**What the task requires:** Reproduce every one of the following records line for line, without changing a single character.

**Recorded information:**

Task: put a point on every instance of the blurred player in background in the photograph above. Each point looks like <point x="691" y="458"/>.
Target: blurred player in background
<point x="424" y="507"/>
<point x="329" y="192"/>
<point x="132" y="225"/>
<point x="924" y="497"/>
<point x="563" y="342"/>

**Result:**
Task: put a point on every instance of the blurred player in background in the photograph above. Each point looks like <point x="691" y="458"/>.
Target: blurred player in background
<point x="424" y="507"/>
<point x="329" y="192"/>
<point x="132" y="225"/>
<point x="924" y="497"/>
<point x="563" y="342"/>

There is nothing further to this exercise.